→ Request
Reproduce the lines below with every occurrence of "even-odd rule" changed to "even-odd fill rule", keeping everything else identical. Leave the pictures out of your output.
(begin)
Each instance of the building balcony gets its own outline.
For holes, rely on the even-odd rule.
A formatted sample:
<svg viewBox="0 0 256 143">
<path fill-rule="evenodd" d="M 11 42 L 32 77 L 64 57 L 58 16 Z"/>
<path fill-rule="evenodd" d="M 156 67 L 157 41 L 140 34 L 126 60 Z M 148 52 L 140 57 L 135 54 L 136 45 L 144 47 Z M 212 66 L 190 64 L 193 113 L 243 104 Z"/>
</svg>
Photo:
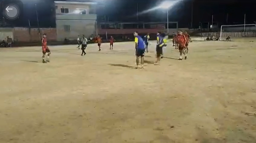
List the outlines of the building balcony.
<svg viewBox="0 0 256 143">
<path fill-rule="evenodd" d="M 97 15 L 94 14 L 56 14 L 56 20 L 96 20 L 96 19 Z"/>
</svg>

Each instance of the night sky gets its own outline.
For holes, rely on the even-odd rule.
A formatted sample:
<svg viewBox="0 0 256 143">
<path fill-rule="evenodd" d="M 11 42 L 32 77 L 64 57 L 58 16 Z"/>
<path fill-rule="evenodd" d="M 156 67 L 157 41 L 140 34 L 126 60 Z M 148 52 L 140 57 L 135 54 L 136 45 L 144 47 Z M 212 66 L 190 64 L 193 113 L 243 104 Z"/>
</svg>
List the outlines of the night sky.
<svg viewBox="0 0 256 143">
<path fill-rule="evenodd" d="M 21 19 L 11 22 L 13 26 L 29 27 L 29 19 L 31 26 L 37 27 L 35 6 L 35 4 L 37 4 L 39 26 L 56 27 L 54 0 L 22 1 L 24 14 Z M 103 0 L 99 6 L 100 8 L 97 9 L 98 21 L 103 22 L 106 19 L 109 22 L 164 22 L 166 21 L 166 10 L 155 10 L 139 15 L 138 17 L 136 14 L 137 7 L 139 12 L 156 6 L 161 1 Z M 213 15 L 214 22 L 217 23 L 219 25 L 243 24 L 245 14 L 247 24 L 254 24 L 254 22 L 256 22 L 256 1 L 253 0 L 194 0 L 193 2 L 191 0 L 184 0 L 169 10 L 169 21 L 178 22 L 180 27 L 191 27 L 192 5 L 194 28 L 198 28 L 200 22 L 211 22 Z"/>
</svg>

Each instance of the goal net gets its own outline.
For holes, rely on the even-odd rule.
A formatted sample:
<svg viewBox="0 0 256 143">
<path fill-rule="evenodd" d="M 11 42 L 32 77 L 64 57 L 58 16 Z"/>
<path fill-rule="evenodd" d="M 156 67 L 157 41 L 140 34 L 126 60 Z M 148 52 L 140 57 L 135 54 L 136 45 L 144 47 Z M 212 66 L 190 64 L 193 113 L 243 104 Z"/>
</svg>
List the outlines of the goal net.
<svg viewBox="0 0 256 143">
<path fill-rule="evenodd" d="M 256 37 L 256 24 L 221 25 L 220 35 L 221 40 L 229 36 L 231 38 Z"/>
</svg>

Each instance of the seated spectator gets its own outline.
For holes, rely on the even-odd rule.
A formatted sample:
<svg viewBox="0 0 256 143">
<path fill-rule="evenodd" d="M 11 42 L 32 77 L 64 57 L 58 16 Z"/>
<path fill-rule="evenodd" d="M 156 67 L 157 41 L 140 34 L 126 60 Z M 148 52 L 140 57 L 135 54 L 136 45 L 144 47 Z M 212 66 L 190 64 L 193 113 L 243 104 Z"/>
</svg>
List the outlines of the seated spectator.
<svg viewBox="0 0 256 143">
<path fill-rule="evenodd" d="M 230 38 L 230 35 L 229 35 L 229 36 L 227 36 L 227 37 L 226 38 L 226 40 L 227 41 L 231 41 L 231 39 Z"/>
<path fill-rule="evenodd" d="M 12 47 L 12 39 L 9 36 L 7 37 L 7 46 L 8 47 Z"/>
</svg>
(end)
→ Answer to the exercise
Each instance of the building balcony gets its own outline.
For holes, rely on the even-odd fill rule.
A formatted sample:
<svg viewBox="0 0 256 143">
<path fill-rule="evenodd" d="M 11 42 L 32 77 L 64 57 L 58 16 Z"/>
<path fill-rule="evenodd" d="M 156 67 L 157 41 L 140 34 L 126 60 Z M 148 52 L 140 57 L 135 54 L 136 45 L 144 47 Z M 212 66 L 190 64 L 193 113 L 243 104 Z"/>
</svg>
Photo:
List the outlines of the building balcony.
<svg viewBox="0 0 256 143">
<path fill-rule="evenodd" d="M 97 15 L 94 14 L 56 14 L 56 20 L 96 20 L 96 19 Z"/>
</svg>

Each instance of the night sky gets its own outline.
For holes, rely on the even-odd fill rule.
A formatted sample:
<svg viewBox="0 0 256 143">
<path fill-rule="evenodd" d="M 11 42 L 32 77 L 64 57 L 58 16 Z"/>
<path fill-rule="evenodd" d="M 156 67 L 157 41 L 140 34 L 126 60 Z M 148 52 L 140 57 L 135 54 L 136 45 L 144 47 Z M 212 66 L 190 64 L 193 113 L 243 104 Z"/>
</svg>
List the outlines of the night sky.
<svg viewBox="0 0 256 143">
<path fill-rule="evenodd" d="M 21 19 L 11 22 L 13 26 L 29 27 L 29 19 L 31 26 L 37 27 L 35 6 L 35 4 L 37 4 L 39 26 L 56 27 L 54 0 L 22 1 L 24 14 Z M 103 0 L 99 6 L 100 8 L 97 9 L 98 21 L 103 22 L 106 19 L 109 22 L 164 22 L 166 21 L 166 10 L 155 10 L 139 15 L 138 17 L 136 14 L 137 7 L 139 12 L 156 6 L 161 1 Z M 213 15 L 214 22 L 217 23 L 219 25 L 243 24 L 245 14 L 247 24 L 254 24 L 254 22 L 256 22 L 256 1 L 253 0 L 194 0 L 193 2 L 191 0 L 184 0 L 169 10 L 169 21 L 178 22 L 180 27 L 191 27 L 192 5 L 194 28 L 198 28 L 200 22 L 211 22 Z"/>
</svg>

Each instance of the goal net gets its own outline.
For holes, rely on the even-odd fill rule.
A formatted sample:
<svg viewBox="0 0 256 143">
<path fill-rule="evenodd" d="M 11 42 L 32 77 L 64 57 L 58 16 Z"/>
<path fill-rule="evenodd" d="M 156 67 L 157 41 L 140 34 L 126 60 Z M 148 52 L 140 57 L 135 54 L 136 45 L 144 47 Z M 212 66 L 190 64 L 193 113 L 243 104 Z"/>
</svg>
List the outlines of the goal net.
<svg viewBox="0 0 256 143">
<path fill-rule="evenodd" d="M 256 37 L 256 24 L 221 25 L 220 35 L 221 40 L 229 36 L 231 38 Z"/>
</svg>

Each instance of the seated spectator gets its own outline.
For holes, rely on the even-odd fill rule.
A formatted sample:
<svg viewBox="0 0 256 143">
<path fill-rule="evenodd" d="M 11 42 L 32 77 L 64 57 L 58 16 Z"/>
<path fill-rule="evenodd" d="M 156 67 L 157 41 L 140 34 L 126 60 Z M 148 52 L 140 57 L 135 54 L 136 45 L 144 47 Z M 212 66 L 190 64 L 193 113 L 243 104 Z"/>
</svg>
List the outlines of the seated spectator.
<svg viewBox="0 0 256 143">
<path fill-rule="evenodd" d="M 230 38 L 230 35 L 229 35 L 229 36 L 227 36 L 227 37 L 226 38 L 226 40 L 227 41 L 231 41 L 231 39 Z"/>
<path fill-rule="evenodd" d="M 12 47 L 12 39 L 9 36 L 7 37 L 7 46 L 8 47 Z"/>
</svg>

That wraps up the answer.